220 lines
8.9 KiB
Markdown
220 lines
8.9 KiB
Markdown
|
LibCppBor: A Modern C++ CBOR Parser and Generator
|
||
|
==============================================
|
||
|
|
||
|
LibCppBor provides a natural and easy-to-use syntax for constructing and
|
||
|
parsing CBOR messages. It does not (yet) support all features of
|
||
|
CBOR, nor (yet) support validation against CDDL schemata, though both
|
||
|
are planned. CBOR features that aren't supported include:
|
||
|
|
||
|
* Indefinite length values
|
||
|
* Semantic tagging
|
||
|
* Floating point
|
||
|
|
||
|
LibCppBor requires C++-17.

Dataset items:
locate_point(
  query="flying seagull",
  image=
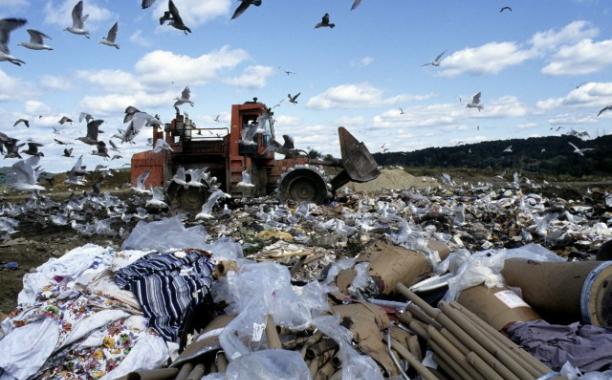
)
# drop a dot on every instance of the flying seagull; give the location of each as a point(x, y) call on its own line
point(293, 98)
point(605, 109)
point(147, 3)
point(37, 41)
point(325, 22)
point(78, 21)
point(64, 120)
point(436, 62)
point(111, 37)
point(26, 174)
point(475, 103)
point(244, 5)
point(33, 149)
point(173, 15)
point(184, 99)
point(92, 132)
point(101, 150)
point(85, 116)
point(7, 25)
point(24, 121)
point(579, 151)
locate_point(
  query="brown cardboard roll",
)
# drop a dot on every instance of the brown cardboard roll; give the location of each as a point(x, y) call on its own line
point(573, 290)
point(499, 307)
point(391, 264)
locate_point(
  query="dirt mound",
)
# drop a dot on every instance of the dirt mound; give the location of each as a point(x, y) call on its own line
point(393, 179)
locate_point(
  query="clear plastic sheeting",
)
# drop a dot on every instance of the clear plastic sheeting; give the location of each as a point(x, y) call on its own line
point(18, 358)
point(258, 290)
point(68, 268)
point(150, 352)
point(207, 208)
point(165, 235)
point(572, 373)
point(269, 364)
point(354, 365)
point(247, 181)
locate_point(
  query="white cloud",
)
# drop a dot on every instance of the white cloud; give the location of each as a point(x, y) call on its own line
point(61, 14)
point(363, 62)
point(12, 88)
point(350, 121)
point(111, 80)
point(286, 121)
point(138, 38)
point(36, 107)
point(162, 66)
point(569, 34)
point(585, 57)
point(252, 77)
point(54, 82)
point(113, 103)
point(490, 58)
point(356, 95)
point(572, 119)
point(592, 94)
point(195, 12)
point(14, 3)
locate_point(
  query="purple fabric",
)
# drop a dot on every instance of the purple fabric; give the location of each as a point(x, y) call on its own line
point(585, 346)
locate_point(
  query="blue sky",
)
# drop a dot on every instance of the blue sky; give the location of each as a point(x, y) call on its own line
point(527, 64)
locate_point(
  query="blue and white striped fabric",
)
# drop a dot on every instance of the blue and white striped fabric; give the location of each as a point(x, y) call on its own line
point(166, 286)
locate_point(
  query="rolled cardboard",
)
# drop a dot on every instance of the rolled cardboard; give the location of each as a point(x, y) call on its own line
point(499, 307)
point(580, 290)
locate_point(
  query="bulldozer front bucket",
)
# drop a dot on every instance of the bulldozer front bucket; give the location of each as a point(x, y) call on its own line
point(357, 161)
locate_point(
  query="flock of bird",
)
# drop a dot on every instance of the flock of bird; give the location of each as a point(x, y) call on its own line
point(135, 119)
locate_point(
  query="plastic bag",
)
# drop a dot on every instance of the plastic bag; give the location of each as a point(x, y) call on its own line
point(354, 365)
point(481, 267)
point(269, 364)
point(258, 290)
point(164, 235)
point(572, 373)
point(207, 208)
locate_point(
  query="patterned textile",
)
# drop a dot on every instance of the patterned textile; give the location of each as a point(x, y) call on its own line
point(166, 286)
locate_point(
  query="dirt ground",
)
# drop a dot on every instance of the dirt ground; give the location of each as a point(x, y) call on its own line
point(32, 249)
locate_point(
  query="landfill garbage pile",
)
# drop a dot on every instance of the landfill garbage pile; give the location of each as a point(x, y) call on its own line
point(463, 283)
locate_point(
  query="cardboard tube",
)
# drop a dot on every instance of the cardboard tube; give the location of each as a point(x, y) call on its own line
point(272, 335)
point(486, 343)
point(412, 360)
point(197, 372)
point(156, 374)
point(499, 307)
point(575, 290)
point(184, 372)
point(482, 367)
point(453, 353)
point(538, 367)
--
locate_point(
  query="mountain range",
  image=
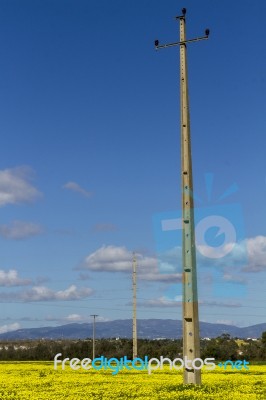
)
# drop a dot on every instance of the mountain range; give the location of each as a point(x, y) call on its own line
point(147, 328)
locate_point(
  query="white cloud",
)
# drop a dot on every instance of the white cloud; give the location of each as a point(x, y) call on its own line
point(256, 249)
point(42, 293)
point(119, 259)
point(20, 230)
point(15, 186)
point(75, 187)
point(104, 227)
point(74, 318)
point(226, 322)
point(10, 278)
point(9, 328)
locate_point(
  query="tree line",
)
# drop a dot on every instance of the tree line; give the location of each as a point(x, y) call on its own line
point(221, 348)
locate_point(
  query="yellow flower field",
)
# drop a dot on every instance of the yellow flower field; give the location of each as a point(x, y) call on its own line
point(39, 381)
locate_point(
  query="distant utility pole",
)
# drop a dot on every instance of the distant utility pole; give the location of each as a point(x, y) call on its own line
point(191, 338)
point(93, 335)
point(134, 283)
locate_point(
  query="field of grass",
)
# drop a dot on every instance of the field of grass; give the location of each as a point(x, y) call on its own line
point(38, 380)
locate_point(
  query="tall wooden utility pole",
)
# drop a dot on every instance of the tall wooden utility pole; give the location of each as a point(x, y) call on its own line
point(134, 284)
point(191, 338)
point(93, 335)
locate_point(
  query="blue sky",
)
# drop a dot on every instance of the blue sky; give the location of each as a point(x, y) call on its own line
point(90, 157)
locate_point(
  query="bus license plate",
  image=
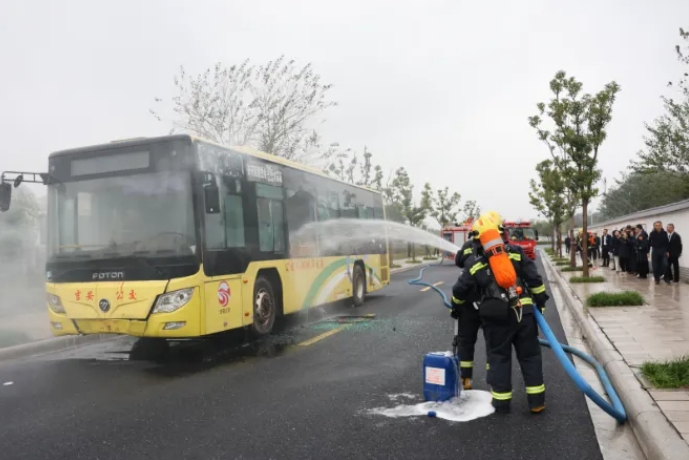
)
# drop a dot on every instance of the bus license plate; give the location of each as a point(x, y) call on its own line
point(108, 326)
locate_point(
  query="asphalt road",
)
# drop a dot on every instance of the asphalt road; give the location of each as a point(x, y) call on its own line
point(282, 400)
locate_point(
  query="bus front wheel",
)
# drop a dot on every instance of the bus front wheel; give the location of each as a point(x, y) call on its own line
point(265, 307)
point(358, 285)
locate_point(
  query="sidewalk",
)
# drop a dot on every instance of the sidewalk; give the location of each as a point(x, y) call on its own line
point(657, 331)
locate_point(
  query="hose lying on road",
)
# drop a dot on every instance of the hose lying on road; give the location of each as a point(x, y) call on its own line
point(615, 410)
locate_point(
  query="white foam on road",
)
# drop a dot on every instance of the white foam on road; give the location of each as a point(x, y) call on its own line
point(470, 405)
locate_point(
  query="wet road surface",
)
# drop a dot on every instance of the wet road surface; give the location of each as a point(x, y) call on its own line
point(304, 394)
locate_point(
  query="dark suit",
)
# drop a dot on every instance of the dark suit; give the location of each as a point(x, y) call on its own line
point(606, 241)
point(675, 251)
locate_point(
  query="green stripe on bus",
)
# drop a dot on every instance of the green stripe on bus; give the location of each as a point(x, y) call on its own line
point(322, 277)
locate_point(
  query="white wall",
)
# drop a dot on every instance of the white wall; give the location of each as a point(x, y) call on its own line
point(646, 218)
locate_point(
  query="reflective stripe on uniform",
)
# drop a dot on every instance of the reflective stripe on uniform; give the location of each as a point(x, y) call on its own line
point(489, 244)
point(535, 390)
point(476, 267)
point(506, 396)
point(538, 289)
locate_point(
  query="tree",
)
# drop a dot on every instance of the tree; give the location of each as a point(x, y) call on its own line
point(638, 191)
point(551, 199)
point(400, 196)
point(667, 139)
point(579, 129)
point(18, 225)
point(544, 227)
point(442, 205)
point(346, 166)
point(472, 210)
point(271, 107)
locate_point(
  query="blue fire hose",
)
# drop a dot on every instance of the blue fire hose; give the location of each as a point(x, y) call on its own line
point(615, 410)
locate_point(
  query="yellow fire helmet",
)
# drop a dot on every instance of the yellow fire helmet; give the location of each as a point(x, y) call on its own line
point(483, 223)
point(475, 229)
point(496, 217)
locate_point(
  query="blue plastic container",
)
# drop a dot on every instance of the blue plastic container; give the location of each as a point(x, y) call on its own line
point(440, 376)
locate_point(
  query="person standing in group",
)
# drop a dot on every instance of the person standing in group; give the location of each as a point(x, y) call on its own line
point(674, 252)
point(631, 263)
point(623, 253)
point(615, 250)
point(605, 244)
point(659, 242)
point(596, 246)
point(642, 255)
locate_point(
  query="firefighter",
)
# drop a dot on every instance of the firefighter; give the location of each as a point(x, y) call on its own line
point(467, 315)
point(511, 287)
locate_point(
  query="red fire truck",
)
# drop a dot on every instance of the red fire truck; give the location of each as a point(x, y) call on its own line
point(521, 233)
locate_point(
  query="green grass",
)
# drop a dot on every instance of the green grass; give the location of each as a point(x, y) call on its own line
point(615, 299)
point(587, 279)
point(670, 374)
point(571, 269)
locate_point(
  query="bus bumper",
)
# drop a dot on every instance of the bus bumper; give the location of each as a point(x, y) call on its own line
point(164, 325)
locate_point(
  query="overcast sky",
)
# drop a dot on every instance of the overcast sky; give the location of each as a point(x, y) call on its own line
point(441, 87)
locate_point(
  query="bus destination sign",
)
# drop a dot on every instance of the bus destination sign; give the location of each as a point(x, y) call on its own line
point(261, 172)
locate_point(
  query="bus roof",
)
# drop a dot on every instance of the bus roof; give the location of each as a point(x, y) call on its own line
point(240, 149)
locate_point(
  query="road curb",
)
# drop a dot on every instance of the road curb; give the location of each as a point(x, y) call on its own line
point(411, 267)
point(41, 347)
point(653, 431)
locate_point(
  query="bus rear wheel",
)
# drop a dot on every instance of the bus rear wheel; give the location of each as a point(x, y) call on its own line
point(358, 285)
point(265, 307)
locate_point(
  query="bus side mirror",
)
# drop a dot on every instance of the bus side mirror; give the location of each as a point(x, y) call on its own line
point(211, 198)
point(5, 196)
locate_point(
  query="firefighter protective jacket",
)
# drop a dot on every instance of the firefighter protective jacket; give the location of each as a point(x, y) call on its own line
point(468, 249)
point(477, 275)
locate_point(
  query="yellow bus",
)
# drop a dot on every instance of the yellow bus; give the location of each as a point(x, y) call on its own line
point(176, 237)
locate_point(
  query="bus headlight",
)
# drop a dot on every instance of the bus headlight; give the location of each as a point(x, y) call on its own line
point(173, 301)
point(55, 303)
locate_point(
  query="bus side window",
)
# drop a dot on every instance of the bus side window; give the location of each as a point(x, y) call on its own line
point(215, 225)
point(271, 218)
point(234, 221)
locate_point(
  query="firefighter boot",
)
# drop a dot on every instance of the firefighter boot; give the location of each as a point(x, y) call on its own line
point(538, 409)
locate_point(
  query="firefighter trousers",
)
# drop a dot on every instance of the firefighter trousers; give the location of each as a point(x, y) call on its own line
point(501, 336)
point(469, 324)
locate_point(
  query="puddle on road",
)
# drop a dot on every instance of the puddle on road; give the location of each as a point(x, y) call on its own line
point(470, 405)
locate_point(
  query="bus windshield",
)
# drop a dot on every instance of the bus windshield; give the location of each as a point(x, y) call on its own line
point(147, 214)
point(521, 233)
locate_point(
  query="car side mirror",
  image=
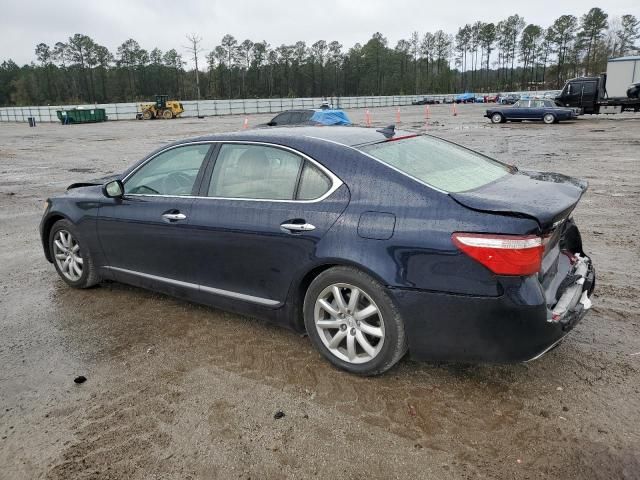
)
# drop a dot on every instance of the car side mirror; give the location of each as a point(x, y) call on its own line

• Written problem:
According to the LibCppBor description, which version of C++ does the library require?

• Response to the task:
C++-17